[Saved data entries]
* * * * * * *
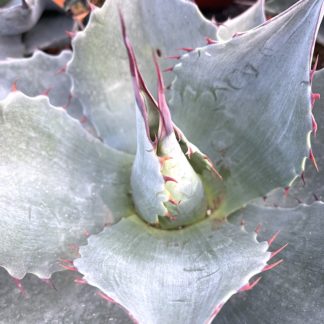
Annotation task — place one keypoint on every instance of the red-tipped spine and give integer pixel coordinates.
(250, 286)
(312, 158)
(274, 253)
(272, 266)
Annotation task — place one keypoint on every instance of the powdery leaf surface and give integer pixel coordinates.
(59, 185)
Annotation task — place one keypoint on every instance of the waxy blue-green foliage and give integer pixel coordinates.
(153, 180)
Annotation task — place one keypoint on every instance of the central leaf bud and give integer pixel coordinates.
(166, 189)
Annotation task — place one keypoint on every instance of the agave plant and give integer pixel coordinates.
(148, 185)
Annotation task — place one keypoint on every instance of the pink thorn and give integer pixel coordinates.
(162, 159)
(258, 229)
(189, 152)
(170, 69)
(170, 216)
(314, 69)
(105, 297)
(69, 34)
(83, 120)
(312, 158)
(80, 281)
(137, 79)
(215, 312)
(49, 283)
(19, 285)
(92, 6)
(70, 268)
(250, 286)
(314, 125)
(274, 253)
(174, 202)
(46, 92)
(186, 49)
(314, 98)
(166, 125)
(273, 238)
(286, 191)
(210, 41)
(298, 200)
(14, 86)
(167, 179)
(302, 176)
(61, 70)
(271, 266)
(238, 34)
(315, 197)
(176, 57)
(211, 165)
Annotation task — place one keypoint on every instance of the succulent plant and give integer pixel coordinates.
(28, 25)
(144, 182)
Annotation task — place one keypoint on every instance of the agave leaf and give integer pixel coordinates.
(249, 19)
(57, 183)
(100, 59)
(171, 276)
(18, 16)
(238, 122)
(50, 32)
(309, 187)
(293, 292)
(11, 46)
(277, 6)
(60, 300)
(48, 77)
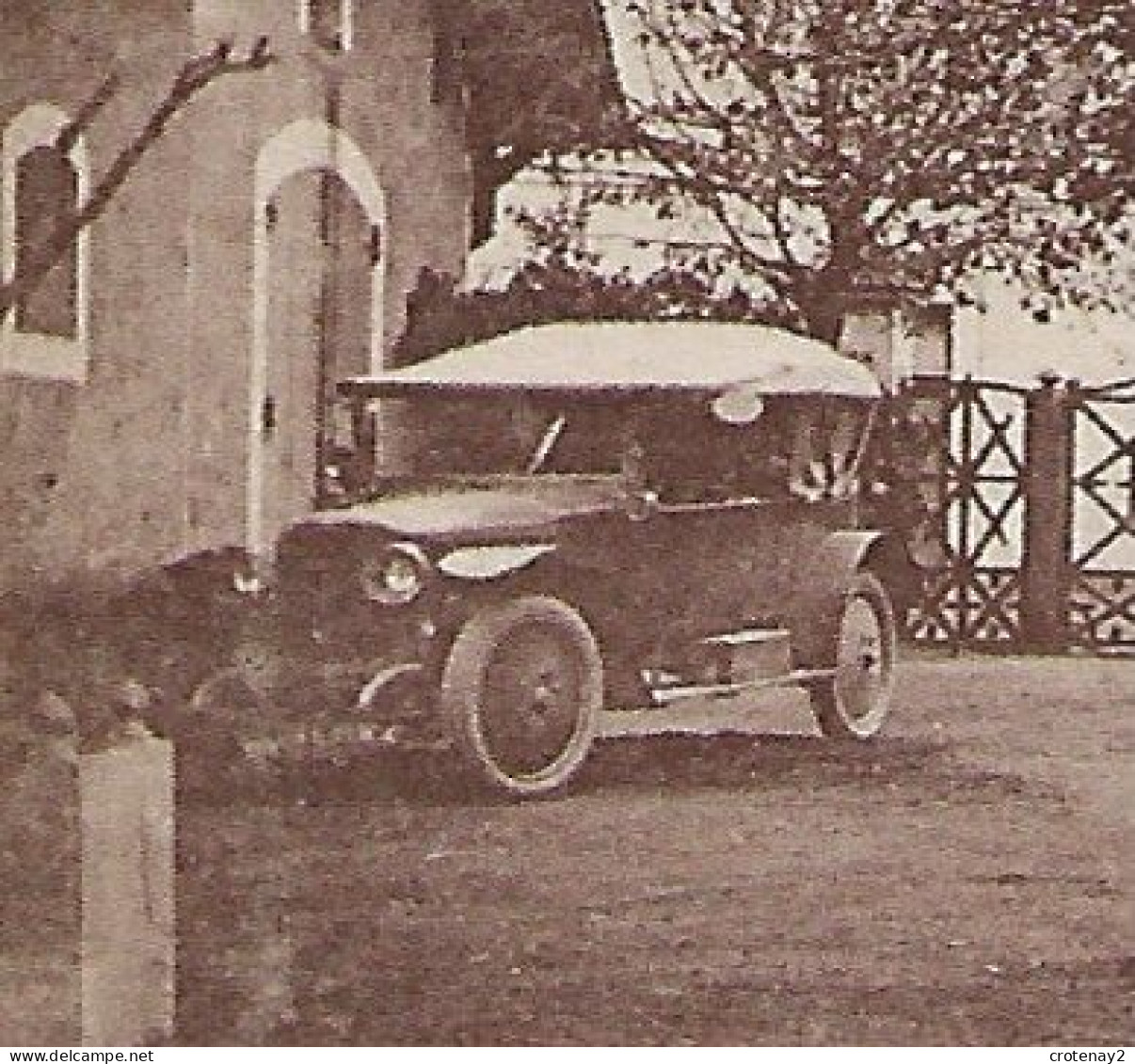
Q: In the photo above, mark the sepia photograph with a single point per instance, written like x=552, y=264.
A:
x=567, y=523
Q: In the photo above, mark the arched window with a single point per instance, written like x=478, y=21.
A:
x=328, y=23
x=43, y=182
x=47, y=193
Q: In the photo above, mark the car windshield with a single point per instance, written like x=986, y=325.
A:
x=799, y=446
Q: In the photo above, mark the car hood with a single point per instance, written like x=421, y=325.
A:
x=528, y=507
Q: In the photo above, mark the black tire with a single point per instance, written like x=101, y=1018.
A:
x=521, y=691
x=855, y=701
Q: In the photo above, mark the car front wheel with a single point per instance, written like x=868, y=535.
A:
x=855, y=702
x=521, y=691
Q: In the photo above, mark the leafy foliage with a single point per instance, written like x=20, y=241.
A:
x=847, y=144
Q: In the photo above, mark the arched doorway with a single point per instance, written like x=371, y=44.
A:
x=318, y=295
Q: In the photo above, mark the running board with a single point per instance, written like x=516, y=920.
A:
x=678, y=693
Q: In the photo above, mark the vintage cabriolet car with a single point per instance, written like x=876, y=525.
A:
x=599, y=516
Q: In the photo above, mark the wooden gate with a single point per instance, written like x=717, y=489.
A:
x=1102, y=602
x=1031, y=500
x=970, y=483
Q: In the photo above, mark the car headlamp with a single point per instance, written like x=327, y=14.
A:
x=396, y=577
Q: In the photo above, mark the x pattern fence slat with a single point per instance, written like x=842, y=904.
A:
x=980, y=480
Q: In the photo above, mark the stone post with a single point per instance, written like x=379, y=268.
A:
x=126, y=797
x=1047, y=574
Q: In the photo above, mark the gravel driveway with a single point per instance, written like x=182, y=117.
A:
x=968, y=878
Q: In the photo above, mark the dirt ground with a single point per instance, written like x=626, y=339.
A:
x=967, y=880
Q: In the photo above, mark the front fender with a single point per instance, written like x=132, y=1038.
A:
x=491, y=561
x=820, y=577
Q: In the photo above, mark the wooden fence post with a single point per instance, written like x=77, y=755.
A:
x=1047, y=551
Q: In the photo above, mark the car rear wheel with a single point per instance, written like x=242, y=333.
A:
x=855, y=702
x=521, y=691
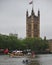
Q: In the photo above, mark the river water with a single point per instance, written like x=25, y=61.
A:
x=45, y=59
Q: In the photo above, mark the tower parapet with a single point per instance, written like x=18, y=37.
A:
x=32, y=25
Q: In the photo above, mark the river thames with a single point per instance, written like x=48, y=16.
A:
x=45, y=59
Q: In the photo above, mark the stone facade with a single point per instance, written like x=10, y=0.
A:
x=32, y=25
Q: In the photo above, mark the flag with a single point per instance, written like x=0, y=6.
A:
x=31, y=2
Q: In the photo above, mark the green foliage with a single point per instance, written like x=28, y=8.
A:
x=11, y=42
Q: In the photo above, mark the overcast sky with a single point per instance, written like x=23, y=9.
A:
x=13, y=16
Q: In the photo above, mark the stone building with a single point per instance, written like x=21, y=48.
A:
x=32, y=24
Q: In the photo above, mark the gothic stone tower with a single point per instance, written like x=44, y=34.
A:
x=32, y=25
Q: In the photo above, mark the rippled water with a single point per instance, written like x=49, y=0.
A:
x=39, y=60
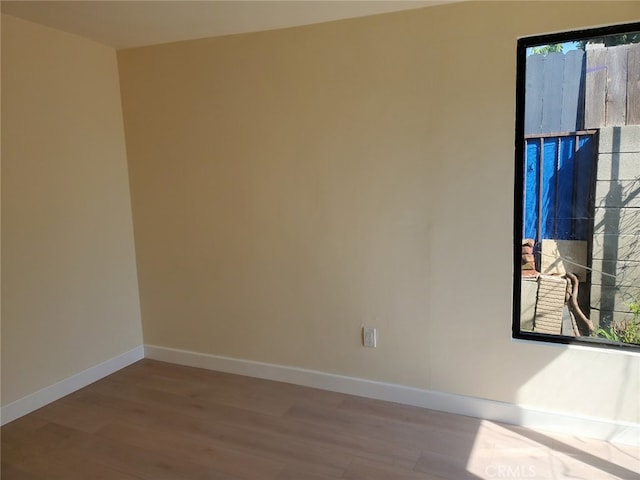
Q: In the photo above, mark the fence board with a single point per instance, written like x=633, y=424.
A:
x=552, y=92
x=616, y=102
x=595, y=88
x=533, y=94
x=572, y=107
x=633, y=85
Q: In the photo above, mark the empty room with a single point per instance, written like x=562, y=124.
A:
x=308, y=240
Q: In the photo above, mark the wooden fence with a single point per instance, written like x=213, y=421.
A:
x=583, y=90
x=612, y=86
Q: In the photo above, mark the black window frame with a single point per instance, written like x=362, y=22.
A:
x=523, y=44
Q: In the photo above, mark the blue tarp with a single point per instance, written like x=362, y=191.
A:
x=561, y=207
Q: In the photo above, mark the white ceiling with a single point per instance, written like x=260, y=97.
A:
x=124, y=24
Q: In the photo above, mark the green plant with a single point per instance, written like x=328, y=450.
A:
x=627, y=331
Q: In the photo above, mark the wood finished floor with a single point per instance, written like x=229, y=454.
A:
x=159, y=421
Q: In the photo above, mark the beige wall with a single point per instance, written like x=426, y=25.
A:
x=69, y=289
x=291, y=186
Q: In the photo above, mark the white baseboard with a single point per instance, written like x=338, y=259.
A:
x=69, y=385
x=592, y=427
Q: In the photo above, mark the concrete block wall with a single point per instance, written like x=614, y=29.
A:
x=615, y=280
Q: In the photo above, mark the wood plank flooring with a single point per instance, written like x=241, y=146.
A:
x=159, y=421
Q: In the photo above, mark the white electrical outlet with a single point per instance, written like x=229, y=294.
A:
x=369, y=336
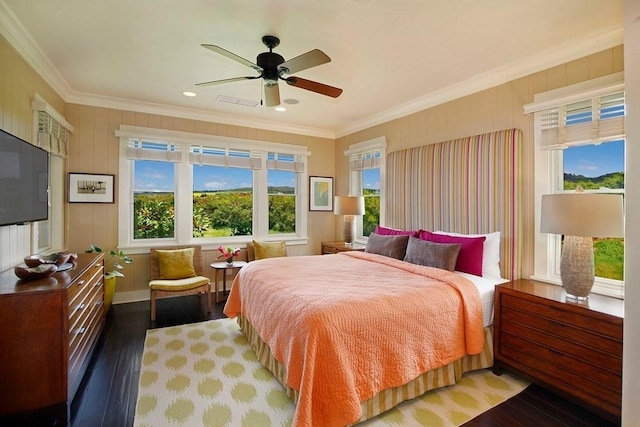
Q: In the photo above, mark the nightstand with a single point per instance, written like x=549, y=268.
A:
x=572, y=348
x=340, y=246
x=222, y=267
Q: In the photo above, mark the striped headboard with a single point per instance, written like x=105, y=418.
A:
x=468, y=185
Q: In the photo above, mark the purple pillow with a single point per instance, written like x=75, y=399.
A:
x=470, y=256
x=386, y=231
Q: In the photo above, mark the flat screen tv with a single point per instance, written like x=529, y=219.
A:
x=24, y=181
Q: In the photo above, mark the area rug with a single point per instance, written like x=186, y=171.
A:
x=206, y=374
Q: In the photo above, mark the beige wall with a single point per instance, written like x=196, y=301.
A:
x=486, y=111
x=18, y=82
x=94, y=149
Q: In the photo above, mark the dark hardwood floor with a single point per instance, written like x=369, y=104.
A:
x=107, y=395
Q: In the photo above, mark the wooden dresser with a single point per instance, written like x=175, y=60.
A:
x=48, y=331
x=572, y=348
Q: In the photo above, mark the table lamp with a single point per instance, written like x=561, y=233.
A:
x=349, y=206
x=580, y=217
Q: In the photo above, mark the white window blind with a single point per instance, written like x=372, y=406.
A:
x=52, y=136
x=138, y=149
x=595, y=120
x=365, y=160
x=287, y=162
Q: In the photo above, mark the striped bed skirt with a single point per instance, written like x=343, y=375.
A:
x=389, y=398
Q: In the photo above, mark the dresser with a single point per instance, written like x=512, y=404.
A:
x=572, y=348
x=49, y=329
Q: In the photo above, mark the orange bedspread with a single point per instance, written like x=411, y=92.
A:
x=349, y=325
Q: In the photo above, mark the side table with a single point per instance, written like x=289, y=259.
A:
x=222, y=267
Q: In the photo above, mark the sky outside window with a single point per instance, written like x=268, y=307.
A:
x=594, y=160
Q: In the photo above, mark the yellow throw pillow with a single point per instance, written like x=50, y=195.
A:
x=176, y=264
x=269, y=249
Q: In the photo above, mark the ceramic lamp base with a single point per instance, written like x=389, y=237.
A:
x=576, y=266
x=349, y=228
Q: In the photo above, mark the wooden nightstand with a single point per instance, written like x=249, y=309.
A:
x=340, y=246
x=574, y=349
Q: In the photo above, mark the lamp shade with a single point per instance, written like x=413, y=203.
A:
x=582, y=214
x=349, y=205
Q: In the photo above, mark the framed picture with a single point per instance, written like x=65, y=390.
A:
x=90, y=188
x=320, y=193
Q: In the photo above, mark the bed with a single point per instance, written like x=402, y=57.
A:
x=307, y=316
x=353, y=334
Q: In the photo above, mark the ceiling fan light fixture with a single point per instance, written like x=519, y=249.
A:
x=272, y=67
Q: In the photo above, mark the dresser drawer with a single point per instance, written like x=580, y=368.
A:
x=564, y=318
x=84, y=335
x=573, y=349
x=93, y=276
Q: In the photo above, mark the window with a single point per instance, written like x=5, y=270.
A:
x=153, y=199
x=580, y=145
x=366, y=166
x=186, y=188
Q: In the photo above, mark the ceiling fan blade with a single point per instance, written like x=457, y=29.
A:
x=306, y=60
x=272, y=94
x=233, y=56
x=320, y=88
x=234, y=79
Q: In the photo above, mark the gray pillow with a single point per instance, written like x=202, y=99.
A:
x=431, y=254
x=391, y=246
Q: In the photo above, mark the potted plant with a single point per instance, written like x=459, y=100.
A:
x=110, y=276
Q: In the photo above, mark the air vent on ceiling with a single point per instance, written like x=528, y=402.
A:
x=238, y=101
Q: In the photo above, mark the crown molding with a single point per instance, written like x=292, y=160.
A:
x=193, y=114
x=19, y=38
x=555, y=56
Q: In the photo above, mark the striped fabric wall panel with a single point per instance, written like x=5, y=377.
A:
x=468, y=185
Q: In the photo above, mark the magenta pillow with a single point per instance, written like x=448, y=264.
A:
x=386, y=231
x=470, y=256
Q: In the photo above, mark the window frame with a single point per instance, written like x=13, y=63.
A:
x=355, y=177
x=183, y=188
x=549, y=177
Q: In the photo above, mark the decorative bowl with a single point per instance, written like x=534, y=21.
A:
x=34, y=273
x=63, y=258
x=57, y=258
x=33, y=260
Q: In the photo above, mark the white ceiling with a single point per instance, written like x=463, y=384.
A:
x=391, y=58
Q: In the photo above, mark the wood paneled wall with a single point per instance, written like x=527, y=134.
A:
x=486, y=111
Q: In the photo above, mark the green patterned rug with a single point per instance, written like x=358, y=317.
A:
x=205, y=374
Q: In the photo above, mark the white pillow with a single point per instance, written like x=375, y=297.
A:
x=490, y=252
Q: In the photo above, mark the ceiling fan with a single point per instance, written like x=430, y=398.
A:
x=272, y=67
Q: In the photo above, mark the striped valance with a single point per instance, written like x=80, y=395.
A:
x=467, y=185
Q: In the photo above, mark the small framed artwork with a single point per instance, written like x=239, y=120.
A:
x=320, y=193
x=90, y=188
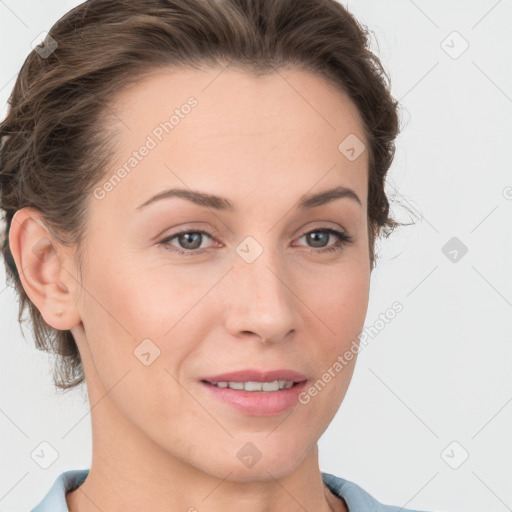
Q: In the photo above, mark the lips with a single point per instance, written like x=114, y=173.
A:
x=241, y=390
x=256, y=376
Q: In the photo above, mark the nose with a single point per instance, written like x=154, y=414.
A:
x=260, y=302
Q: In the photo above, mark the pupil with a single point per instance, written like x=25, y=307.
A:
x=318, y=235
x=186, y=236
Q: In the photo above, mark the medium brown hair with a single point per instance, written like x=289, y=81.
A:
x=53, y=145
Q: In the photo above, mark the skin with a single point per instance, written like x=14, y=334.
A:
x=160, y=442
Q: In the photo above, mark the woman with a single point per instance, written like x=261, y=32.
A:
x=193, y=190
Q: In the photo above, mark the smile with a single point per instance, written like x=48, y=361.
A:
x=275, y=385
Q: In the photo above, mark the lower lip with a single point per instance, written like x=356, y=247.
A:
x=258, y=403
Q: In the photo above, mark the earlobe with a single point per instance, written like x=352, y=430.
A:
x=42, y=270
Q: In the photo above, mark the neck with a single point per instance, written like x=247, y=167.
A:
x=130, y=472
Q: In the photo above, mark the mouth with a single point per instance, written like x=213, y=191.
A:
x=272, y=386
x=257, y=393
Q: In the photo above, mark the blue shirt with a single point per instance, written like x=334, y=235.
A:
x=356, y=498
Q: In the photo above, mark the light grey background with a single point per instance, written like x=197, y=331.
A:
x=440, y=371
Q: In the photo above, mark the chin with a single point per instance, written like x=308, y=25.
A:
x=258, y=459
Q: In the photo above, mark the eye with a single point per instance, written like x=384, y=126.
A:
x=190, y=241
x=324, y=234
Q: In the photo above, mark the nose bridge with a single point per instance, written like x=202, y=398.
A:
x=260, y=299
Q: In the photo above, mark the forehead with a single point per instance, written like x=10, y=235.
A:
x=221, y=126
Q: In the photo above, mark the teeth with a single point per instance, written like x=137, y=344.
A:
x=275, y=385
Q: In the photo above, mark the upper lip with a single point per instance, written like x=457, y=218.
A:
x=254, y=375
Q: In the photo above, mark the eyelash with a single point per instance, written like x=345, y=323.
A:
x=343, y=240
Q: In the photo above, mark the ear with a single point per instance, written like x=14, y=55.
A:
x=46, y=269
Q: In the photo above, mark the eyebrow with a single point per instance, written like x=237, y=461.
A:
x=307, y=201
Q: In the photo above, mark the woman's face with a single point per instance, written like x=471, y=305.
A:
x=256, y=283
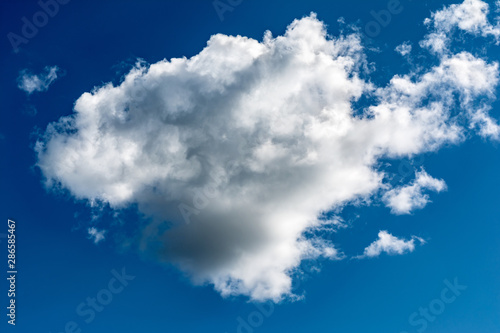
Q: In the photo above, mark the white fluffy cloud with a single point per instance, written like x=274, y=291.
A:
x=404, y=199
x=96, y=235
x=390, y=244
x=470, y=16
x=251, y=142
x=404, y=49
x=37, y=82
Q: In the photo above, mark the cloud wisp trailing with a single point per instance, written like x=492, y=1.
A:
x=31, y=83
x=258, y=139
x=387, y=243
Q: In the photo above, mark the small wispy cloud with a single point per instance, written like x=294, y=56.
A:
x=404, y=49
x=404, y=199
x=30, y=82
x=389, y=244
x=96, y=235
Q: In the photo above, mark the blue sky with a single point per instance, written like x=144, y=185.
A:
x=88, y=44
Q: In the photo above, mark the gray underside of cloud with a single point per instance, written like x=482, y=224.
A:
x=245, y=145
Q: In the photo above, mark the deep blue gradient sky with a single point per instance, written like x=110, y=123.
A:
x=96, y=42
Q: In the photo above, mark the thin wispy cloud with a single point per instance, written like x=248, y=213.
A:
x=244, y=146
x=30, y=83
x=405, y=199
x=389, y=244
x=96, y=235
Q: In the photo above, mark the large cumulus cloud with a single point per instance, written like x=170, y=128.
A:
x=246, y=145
* * * * * * *
Write down every line of the data above that includes the string "beige".

Q: In the photo above, mark the beige wall with a single point per instance, written like x=426, y=25.
Q: In the photo above, mark the beige wall with a single point per instance, written like x=196, y=301.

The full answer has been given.